◆ Task
The entries below must be repeated exactly. None may be skipped.

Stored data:
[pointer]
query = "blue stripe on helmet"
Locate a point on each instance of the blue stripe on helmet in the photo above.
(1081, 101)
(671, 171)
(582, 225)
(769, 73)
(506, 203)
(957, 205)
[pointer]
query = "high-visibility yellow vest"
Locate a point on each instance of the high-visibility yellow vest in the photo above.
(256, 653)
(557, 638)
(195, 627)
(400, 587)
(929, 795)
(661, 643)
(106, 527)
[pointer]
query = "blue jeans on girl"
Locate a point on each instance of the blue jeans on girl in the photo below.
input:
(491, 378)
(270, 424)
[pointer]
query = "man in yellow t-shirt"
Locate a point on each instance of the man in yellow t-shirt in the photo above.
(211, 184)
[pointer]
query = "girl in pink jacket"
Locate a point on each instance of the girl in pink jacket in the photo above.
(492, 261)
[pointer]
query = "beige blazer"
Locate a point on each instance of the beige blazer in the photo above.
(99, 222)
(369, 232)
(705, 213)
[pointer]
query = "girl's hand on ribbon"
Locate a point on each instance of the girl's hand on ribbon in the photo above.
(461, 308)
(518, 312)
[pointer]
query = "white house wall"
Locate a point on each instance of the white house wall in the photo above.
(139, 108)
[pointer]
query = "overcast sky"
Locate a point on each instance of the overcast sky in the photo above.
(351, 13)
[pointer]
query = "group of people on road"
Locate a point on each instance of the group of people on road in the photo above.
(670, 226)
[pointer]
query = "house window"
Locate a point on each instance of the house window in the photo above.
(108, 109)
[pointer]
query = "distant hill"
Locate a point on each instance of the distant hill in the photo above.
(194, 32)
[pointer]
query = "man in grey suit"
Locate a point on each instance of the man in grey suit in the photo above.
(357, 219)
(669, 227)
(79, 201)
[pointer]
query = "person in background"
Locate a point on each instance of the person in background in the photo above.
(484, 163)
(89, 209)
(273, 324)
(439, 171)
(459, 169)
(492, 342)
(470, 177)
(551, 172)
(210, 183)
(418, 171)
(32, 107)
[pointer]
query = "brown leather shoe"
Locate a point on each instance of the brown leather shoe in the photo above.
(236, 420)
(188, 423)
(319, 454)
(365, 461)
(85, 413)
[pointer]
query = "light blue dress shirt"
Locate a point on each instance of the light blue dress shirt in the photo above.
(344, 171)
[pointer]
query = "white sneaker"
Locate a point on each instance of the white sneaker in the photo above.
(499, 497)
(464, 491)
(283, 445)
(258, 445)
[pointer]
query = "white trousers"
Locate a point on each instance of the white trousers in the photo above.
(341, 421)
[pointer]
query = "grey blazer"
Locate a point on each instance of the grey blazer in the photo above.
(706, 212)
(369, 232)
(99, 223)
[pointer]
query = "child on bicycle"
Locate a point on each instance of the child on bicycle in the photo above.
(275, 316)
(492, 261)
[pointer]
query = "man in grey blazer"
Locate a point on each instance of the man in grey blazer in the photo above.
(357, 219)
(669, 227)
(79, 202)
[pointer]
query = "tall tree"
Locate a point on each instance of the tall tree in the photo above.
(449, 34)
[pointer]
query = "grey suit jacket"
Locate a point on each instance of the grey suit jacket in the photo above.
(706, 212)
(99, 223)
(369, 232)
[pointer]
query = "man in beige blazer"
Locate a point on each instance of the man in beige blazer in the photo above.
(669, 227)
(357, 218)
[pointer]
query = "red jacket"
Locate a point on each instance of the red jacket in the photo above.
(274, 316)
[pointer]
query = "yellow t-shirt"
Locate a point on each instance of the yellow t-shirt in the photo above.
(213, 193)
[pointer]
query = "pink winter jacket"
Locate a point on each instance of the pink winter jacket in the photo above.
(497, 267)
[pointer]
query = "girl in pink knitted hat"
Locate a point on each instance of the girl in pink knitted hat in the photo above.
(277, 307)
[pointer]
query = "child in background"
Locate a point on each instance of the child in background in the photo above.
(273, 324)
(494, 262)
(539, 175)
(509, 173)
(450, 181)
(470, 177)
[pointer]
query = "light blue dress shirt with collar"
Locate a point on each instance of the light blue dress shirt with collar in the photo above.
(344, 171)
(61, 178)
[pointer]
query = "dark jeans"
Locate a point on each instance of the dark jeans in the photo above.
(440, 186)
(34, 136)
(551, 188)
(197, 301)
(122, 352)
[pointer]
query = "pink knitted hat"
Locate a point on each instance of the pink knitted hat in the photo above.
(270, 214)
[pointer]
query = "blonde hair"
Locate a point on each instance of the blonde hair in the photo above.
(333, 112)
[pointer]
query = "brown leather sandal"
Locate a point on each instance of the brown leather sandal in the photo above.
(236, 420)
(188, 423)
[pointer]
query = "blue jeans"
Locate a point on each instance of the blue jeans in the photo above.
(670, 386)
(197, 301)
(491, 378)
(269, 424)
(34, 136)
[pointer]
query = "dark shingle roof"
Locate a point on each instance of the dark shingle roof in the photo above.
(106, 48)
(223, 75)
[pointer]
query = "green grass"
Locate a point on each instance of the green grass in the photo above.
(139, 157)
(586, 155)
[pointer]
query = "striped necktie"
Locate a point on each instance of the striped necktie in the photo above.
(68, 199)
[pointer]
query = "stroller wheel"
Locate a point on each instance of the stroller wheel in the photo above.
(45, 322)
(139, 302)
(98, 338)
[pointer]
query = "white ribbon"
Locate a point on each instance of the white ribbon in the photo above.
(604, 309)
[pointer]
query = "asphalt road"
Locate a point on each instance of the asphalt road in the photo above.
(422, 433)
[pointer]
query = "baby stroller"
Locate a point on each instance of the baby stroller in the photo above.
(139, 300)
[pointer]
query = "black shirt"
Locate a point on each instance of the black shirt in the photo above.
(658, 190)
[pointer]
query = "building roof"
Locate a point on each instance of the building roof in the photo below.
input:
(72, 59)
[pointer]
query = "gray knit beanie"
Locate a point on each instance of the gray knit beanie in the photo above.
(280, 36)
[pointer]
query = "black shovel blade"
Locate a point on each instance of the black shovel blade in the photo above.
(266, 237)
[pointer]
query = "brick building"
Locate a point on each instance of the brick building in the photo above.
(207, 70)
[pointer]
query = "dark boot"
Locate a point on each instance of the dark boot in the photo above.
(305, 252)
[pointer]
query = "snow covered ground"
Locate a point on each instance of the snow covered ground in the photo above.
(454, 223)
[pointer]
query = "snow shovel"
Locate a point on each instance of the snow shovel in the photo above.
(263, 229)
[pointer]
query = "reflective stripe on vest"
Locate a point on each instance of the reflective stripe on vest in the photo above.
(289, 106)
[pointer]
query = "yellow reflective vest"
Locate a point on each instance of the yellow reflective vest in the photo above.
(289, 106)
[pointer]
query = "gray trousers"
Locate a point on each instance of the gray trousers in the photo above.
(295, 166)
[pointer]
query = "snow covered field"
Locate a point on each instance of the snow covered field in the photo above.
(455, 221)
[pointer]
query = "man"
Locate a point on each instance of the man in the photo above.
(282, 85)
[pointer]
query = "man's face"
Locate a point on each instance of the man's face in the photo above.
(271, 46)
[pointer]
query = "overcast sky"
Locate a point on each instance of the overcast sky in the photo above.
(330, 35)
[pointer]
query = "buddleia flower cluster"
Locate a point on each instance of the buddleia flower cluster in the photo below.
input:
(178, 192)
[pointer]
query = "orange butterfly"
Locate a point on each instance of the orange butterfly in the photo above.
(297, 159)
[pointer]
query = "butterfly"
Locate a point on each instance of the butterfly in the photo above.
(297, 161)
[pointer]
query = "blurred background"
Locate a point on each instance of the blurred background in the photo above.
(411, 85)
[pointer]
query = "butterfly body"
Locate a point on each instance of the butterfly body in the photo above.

◆ Exercise response
[pointer]
query = "blue stripe on helmet"
Locate a point on each instance of the blue stripe on helmet in the photo above.
(1081, 101)
(671, 171)
(582, 225)
(769, 73)
(506, 203)
(957, 205)
[pointer]
query = "high-visibility yellow vest"
Locate a point on each instance of the high-visibility yellow vest in the photo above.
(256, 653)
(557, 638)
(195, 627)
(400, 587)
(929, 795)
(661, 643)
(106, 527)
[pointer]
query = "blue jeans on girl"
Locate a point on each instance of the blue jeans on girl in the photo below.
input:
(491, 378)
(270, 424)
[pointer]
query = "man in yellow t-shirt"
Locate a point on each instance of the man in yellow t-shirt in the photo above.
(211, 184)
[pointer]
query = "girl in pink jacket"
Locate a point on each instance of the girl in pink jacket in the photo above.
(492, 261)
[pointer]
query = "beige blazer"
Locate a point on each instance of the beige blazer in the photo above.
(99, 222)
(369, 232)
(705, 213)
[pointer]
query = "girl's hand on ribbon"
Locate a point on each instance of the girl's hand on ribbon in the photo above.
(461, 308)
(518, 312)
[pointer]
query = "white house wall"
Locate a point on each instance of the white house wall in the photo above.
(139, 108)
[pointer]
query = "overcast sky"
Locate a point on each instance of the overcast sky in the photo above.
(351, 13)
[pointer]
query = "group of people on road"
Locate a point on each instance of the group of people on road in the photo above.
(670, 226)
[pointer]
query = "house window"
Locate a point on each instance of the house window in the photo above.
(108, 109)
[pointer]
query = "distant hill"
Locate a point on each instance of the distant hill in the photo above.
(194, 32)
[pointer]
query = "man in grey suit"
Locate a point on each instance of the man in grey suit in the photo above.
(357, 219)
(669, 227)
(79, 201)
[pointer]
query = "person in background"
Locate a point on each instance of the person in background in the photo above.
(484, 163)
(89, 209)
(273, 324)
(439, 171)
(459, 169)
(492, 342)
(470, 177)
(551, 172)
(210, 183)
(418, 171)
(32, 107)
[pointer]
query = "brown leather shoe"
Locate a point on each instance of the brown leather shoe in the photo above.
(236, 420)
(188, 423)
(319, 454)
(365, 461)
(85, 413)
[pointer]
query = "light blue dress shirt"
Locate a point on each instance of the light blue dress shirt in the photo above.
(344, 171)
[pointer]
query = "white sneaker"
Locate a point on each instance of the white sneaker in the photo above.
(499, 497)
(464, 491)
(283, 445)
(258, 445)
[pointer]
query = "white trousers"
Locate a point on each instance of the white trousers in the photo above.
(341, 421)
[pointer]
query = "grey blazer"
Locate a point on each instance of the grey blazer in the photo above.
(706, 212)
(369, 232)
(99, 223)
[pointer]
query = "child on bicycle"
Locate a point on each instance of the child on bicycle in the photo above.
(275, 316)
(492, 261)
[pointer]
query = "man in grey blazer"
Locate a point on each instance of the man in grey blazer in the photo above.
(357, 219)
(669, 227)
(79, 202)
[pointer]
query = "tall tree"
Locate a point on each instance of the tall tree in the photo above.
(449, 34)
[pointer]
query = "grey suit jacket"
Locate a point on each instance of the grey suit jacket in the photo above.
(706, 212)
(99, 223)
(369, 232)
[pointer]
query = "man in beige blazer"
Locate a point on each instance of the man in beige blazer in the photo above.
(669, 227)
(357, 218)
[pointer]
query = "red jacket"
Locate a point on each instance of the red jacket in the photo above.
(274, 316)
[pointer]
query = "yellow t-shirt"
Locate a point on each instance of the yellow t-shirt in the photo above.
(213, 193)
[pointer]
query = "pink winter jacket"
Locate a point on each instance of the pink winter jacket in the photo above.
(497, 267)
[pointer]
query = "girl in pink knitted hat"
Locate a point on each instance of the girl in pink knitted hat in the photo above.
(277, 307)
[pointer]
query = "child in background"
Locate a point on each instance of the child in background in the photo above.
(273, 324)
(494, 262)
(539, 175)
(509, 173)
(450, 181)
(470, 177)
[pointer]
query = "light blue dress shirt with collar"
Locate a point on each instance of the light blue dress shirt with collar in the photo above.
(344, 171)
(61, 178)
[pointer]
query = "dark jeans"
Locate a point on each instance of the dark jeans in the photo above.
(440, 186)
(34, 136)
(551, 188)
(197, 301)
(122, 352)
[pointer]
query = "pink knitted hat"
Locate a point on each instance of the pink knitted hat in the photo above.
(270, 214)
[pointer]
query = "blonde hair"
Locate a point on each instance of the blonde hair in the photo above.
(333, 112)
[pointer]
query = "brown leather sandal"
Locate a point on each instance of the brown leather sandal in the photo above.
(236, 420)
(188, 423)
[pointer]
query = "blue jeans"
Locate a point on each instance of the blue jeans in the photo above.
(670, 386)
(197, 301)
(491, 378)
(269, 424)
(34, 136)
[pointer]
query = "dark shingle roof"
Locate a point on each instance of the dark shingle roof in the photo above.
(106, 48)
(223, 75)
[pointer]
query = "green grass"
Locate a point on each instance of the green grass in the photo above.
(139, 157)
(586, 155)
[pointer]
query = "striped necktie"
Locate a point on each instance of the striped necktie in the photo above.
(68, 199)
[pointer]
query = "stroller wheel"
Locate a point on each instance of the stroller wheel in the photo above.
(45, 322)
(139, 302)
(98, 338)
[pointer]
query = "white ribbon"
Locate a point on each instance of the white ribbon in the photo above.
(604, 309)
[pointer]
query = "asphalt road"
Locate a point on each instance of the asphalt road in the photo above.
(422, 433)
[pointer]
query = "baby stroller"
Locate a point on each instance of the baby stroller in the photo above.
(139, 300)
[pointer]
query = "black shirt"
Locate a point on each instance of the black shirt in the photo above.
(658, 190)
[pointer]
query = "building roof"
Locate a point on each instance of the building roof in the photo below.
input:
(72, 59)
[pointer]
query = "gray knit beanie"
Locate a point on each instance of the gray knit beanie in the photo above.
(280, 36)
[pointer]
query = "black shovel blade"
Locate a point on each instance of the black shovel blade in the photo above.
(266, 237)
[pointer]
query = "brick building"
Locate a point on each instance of the brick building in the photo above.
(207, 70)
[pointer]
query = "dark boot"
Locate a point on each instance of the dark boot in the photo above.
(305, 252)
[pointer]
query = "snow covered ground"
Locate a point on each instance of the snow covered ground in the photo above.
(454, 223)
[pointer]
query = "snow shovel"
Locate a point on each instance of the snow shovel in the photo above.
(263, 229)
[pointer]
query = "reflective stripe on vest"
Locate a point on each instance of the reflective stripe on vest in the photo above.
(289, 106)
[pointer]
query = "yellow reflective vest"
Locate a point on each instance of the yellow reflective vest in the photo above.
(289, 106)
[pointer]
query = "gray trousers"
Locate a point on each instance of the gray trousers in the photo above.
(295, 166)
[pointer]
query = "snow covered field"
Locate a point on each instance of the snow covered field in the photo above.
(455, 221)
[pointer]
query = "man"
Locate a point on each instance of the man in the photo above.
(282, 85)
[pointer]
query = "man's face"
Locate a point on each instance of the man's face in the photo above.
(271, 46)
[pointer]
query = "overcast sky"
Locate a point on each instance of the overcast sky in the photo above.
(330, 35)
[pointer]
query = "buddleia flower cluster"
Locate a point on each instance of the buddleia flower cluster in the photo below.
input:
(178, 192)
[pointer]
query = "orange butterfly"
Locate a point on each instance of the orange butterfly in the photo above.
(297, 159)
[pointer]
query = "butterfly"
Locate a point on each instance of the butterfly in the photo above.
(297, 161)
[pointer]
query = "blurred background"
Locate a point on each instance of the blurred background in the photo above.
(411, 85)
[pointer]
query = "butterfly body"
Locate a point on each instance of the butterfly body in the photo above.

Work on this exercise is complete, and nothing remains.